## ÜBUNGSAUFGABEN
1. Geben Sie den Absatz des folgenden Textauszugs, der mit „Die Kryokonservierung bezeichnet“ beginnt, als Stichpunktliste wieder. Alle wesentlichen Fakten müssen erhalten bleiben.
2. Zählen Sie sämtliche Schritte auf, aus denen die im folgenden Textauszug genannte mögliche Behandlung für Hodengewebe besteht.

==== TEXTAUSZUG

Die Keimzellen werden bei -196°C gelagert. In diesem "Kälteschlaf" sind sie für mehrere Jahre überlebensfähig.
Getty Images/iStockphoto

Die Behandlung von Krebs bei Kindern ist zunehmend erfolgreich, führt jedoch dazu, dass viele präpubertäre Buben im späteren Leben an verminderter Fruchtbarkeit leiden oder gänzlich unfruchtbar sind. Eine Chemotherapie zur Behandlung von Krebs kann Stammzellen in den Hoden töten, die Spermien produzieren. Erwachsene können vor dieser Behandlung Samenproben einfrieren lassen, aber das ist keine Option für Kinder, die noch nicht in der Pubertät sind. 

Eine mögliche Behandlung wäre das Entnehmen, Einfrieren und Wiedereinpflanzen von Hodengewebe, das Stammzellen enthält. Aber für präpubertäre Jungen mit Krebs ist eine Reimplantation möglicherweise erst ein Jahrzehnt oder länger nach der Entnahme möglich, was die Frage aufwirft, wie lange gefrorene spermatogene Stammzellen (SSCs) lebensfähig bleiben können. 

Die Kryokonservierung bezeichnet ein schonendes und aufwendiges Verfahren zum Einfrieren von Keimzellen (Eizellen und Samenzellen). Dies ist ein Vorgang, der computergesteuert über mehrere Stunden abläuft, bis letztendlich die Keimzellen im flüssigen Stickstoff bei ca. -196°C gelagert werden. In diesem "Kälteschlaf" sind die Keimzellen für mehrere Jahre überlebensfähig. Viele Frauen lassen etwa ihre Eizellen für den späteren Bedarf einfrieren. Durch die extrem tiefen Temperaturen findet praktisch kein Stoffwechsel in der Eizelle statt und damit auch kein Alterungsprozess.

========
==== BEREITGESTELLTE ANGABEN

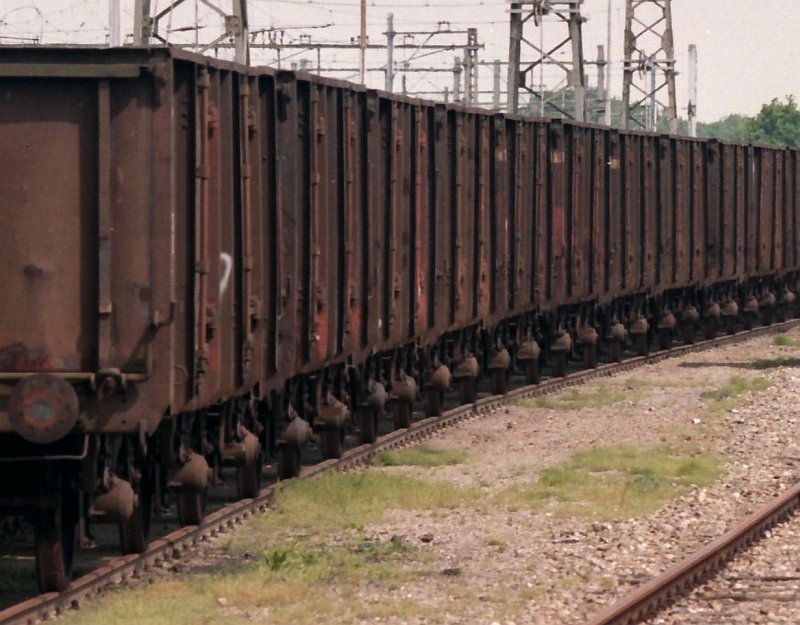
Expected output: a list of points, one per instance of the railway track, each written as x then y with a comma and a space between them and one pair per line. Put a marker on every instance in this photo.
682, 578
178, 543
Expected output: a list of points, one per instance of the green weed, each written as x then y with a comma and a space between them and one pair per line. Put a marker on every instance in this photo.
422, 456
614, 482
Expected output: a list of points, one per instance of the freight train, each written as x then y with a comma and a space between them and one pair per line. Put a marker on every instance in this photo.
203, 263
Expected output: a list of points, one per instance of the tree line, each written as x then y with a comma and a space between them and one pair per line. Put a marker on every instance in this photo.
778, 124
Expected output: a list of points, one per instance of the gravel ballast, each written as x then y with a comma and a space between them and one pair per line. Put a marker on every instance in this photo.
487, 562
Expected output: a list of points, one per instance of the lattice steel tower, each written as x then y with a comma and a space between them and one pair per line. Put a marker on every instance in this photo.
232, 30
649, 68
563, 16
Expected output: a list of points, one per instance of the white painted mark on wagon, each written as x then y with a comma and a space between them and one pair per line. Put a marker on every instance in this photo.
227, 266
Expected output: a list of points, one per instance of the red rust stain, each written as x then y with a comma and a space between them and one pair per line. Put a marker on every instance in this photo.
32, 272
17, 357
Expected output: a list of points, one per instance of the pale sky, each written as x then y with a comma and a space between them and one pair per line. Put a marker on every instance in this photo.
748, 51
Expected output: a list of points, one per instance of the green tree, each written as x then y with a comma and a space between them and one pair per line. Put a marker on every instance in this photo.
777, 124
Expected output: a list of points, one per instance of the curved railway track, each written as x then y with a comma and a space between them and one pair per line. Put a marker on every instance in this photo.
681, 578
632, 608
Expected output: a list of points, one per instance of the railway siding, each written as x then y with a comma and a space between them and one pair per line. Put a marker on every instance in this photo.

========

## ANTWORTEN JE AUFGABE
1.
- Kryokonservierung: schonendes, aufwendiges Verfahren zum Einfrieren von Keimzellen (Eizellen und Samenzellen)
- Ablauf computergesteuert über mehrere Stunden
- Lagerung der Keimzellen schließlich in flüssigem Stickstoff bei ca. -196 °C
- In diesem „Kälteschlaf“ mehrere Jahre überlebensfähig
- Viele Frauen lassen ihre Eizellen für den späteren Bedarf einfrieren
- Durch die extrem tiefen Temperaturen praktisch kein Stoffwechsel in der Eizelle und damit kein Alterungsprozess

2.
- Entnehmen
- Einfrieren
- Wiedereinpflanzen